= TAREFAS A FAZER =
(a) No texto sobre o filme Inimigo de Estado, quem é citado como diretor do filme?
(b) Continue o texto sobre o filme Inimigo de Estado a partir da última frase.
─── TEXTO PARA LER ───
Uns dizem que eles são cineastas, jocosamente dizemos que são profetas, verdadeiros Nostradamus contemporâneos. Um bom exemplo do que falamos é a mensagem deixada pelo diretor Tony Scott no filme Inimigo de Estado[86], um tema atual – o controle da sociedade via rede - abordado nos idos de 1998. Na obra cinematográfica o protagonista Will Smith vira alvo de uma agência de segurança norte-americana e tem sua vida totalmente controlada e vigiada pelos modernos sistemas de tecnologias ao arrepio de todas as garantias e direitos que conhecemos.
─── DADOS GUARDADOS ───
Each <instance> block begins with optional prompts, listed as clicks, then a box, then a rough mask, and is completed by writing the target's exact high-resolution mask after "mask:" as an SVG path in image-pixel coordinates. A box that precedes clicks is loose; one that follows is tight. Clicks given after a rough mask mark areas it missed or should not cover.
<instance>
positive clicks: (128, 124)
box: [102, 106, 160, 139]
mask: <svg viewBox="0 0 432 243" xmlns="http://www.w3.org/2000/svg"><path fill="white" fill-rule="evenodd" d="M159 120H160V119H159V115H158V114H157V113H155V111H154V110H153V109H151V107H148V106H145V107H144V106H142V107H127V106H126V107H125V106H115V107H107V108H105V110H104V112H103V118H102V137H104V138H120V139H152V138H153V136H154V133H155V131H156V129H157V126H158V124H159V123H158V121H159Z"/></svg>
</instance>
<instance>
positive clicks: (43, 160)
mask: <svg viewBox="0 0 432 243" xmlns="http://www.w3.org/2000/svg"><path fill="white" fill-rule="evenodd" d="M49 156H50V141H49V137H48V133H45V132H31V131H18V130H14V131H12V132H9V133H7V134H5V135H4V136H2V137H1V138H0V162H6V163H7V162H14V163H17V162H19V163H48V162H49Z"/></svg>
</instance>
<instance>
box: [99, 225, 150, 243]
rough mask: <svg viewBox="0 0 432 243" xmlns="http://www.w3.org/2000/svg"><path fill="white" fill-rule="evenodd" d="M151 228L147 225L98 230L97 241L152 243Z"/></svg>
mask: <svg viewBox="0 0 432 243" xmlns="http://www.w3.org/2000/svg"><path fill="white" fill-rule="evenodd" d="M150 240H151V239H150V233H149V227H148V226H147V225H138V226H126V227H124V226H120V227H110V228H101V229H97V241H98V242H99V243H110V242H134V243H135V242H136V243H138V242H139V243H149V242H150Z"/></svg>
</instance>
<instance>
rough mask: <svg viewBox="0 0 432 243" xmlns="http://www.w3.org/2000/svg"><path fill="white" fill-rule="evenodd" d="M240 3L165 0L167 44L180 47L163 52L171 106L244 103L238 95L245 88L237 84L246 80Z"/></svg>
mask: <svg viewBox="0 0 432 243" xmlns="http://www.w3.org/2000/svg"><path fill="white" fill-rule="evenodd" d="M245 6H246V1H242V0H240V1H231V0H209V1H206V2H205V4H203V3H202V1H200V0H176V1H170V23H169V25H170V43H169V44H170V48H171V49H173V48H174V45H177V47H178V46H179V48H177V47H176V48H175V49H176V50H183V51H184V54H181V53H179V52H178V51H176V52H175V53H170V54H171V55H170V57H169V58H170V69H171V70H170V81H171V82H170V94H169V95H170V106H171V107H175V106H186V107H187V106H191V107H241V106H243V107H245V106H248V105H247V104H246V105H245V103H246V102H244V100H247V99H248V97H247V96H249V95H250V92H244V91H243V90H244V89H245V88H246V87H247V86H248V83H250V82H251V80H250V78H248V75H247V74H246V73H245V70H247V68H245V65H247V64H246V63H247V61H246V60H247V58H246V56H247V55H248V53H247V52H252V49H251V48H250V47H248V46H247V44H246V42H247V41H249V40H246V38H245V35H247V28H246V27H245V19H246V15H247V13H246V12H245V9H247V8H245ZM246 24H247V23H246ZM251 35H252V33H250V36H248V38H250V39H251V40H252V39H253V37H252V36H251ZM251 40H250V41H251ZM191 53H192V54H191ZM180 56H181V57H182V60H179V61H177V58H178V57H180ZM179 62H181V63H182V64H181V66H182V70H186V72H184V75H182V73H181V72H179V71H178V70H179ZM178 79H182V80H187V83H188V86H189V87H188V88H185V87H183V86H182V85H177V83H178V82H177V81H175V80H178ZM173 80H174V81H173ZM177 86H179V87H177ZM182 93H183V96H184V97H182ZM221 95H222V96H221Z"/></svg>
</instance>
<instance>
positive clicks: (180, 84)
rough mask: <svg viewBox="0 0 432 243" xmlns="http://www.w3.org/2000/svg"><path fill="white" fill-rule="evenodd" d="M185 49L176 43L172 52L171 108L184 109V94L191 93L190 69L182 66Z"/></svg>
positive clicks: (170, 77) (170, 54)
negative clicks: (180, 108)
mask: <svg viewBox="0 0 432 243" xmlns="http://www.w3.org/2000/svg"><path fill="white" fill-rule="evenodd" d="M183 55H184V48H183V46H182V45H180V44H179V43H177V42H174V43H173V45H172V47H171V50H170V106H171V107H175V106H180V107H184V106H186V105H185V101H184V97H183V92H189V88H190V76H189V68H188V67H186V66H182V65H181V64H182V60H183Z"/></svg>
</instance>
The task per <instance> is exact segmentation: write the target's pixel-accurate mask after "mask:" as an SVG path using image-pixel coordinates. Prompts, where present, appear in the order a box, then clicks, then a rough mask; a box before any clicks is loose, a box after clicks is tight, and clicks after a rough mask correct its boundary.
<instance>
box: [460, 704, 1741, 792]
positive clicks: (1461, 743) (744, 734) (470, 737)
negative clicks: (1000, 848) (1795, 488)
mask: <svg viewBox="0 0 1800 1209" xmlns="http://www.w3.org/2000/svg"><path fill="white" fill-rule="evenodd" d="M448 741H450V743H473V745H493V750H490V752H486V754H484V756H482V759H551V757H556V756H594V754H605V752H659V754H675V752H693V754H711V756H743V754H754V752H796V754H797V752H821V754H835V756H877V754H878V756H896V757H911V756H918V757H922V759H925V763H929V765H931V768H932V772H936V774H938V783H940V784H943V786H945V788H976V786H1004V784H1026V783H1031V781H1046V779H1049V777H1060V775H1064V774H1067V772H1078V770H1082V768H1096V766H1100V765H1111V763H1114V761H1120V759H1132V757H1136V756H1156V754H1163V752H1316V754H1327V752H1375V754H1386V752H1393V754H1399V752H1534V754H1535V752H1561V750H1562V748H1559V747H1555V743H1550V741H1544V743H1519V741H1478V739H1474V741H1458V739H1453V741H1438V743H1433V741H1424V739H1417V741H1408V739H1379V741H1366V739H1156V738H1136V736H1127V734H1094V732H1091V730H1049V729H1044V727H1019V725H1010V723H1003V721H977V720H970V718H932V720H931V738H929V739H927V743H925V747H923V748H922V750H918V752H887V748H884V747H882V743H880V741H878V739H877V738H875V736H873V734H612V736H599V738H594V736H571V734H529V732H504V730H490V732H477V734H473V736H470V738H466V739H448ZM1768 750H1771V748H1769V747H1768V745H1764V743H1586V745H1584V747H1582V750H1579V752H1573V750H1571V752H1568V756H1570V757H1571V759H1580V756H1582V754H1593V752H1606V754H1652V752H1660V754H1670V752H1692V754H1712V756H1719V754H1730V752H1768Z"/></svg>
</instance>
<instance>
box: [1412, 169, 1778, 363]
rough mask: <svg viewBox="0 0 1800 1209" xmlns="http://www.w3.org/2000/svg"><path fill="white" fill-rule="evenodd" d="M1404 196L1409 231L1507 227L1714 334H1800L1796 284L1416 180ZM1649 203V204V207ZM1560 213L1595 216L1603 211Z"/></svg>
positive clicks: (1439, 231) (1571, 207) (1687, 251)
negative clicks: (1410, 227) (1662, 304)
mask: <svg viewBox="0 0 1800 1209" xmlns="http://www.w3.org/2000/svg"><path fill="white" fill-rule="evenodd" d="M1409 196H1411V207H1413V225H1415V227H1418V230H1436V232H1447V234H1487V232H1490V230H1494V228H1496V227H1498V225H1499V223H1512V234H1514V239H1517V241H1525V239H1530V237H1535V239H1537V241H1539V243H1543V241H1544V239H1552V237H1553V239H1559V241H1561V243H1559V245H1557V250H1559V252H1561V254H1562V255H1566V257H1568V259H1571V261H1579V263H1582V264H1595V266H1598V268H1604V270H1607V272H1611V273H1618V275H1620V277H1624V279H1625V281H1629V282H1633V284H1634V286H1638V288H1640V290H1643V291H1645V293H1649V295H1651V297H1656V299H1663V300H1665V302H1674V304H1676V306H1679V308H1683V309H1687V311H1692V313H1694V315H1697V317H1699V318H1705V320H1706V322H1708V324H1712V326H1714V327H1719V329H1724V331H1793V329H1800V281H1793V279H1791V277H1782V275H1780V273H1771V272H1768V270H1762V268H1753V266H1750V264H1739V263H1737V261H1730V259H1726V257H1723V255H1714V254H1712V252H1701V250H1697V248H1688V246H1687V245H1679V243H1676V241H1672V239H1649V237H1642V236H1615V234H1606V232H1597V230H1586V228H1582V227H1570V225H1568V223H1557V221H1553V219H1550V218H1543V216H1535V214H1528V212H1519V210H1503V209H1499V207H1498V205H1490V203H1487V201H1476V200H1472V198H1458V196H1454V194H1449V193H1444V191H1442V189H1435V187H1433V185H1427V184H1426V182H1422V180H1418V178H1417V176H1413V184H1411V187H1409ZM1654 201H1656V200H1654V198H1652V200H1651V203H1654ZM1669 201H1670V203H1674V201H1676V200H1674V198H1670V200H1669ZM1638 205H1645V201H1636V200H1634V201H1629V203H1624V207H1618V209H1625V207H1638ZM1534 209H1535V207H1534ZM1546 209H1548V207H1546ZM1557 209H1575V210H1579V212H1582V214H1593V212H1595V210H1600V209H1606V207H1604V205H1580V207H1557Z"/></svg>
───
= RESPOSTAS =
(a) Tony Scott.

(b)
Esse controle moderno e tecnológico é o mesmo tratado outrora pelos filósofos Michel Foucault e Gilles Deleuze. Em Post-Scriptum, artigo sobre sociedade de controle, Gilles Deleuze nos dá a tônica dessa modificação dos mecanismos de controle. Passando pelo controle disciplinar de Foucault para a sociedade de controle e culminando com sua modulação, ora senão vejamos:

[...]Controle é o nome que Burroughs propõe para designar o novo monstro, e que Foucault reconhece como nosso futuro próximo. Paul Virilio também analisa sem parar as formas ultrarrápidas de controle ao ar livre, que substituem as antigas disciplinas que operavam na duração de um sistema fechado.[87]

Em sua análise, Deleuze aduz que os antigos mecanismos de controle como escola, fábrica, exército foram substituídos. Ressalta a mudança do sistema capitalista que já não é mais dirigido para produção, mas, sim para o produto.

Os sistemas de controle não se preocupam mais com a vigilância dos movimentos do indivíduo o interesse atual é interpretar, interceptar e escutar. Com o advento da internet a preocupação é com a dinâmica das comunicações.[88] A todo o momento nós produzimos informações na web, fazendo compras on-line, preenchendo cadastros, estudando, participando de debates em fóruns, nos divertindo, nos relacionando, etc. Colocamos na internet um gigantesco volume de dados que são processados e analisados para que depois os controles possam se estabelecer objetivando moldar os padrões de comportamentos a partir das nossas próprias ações.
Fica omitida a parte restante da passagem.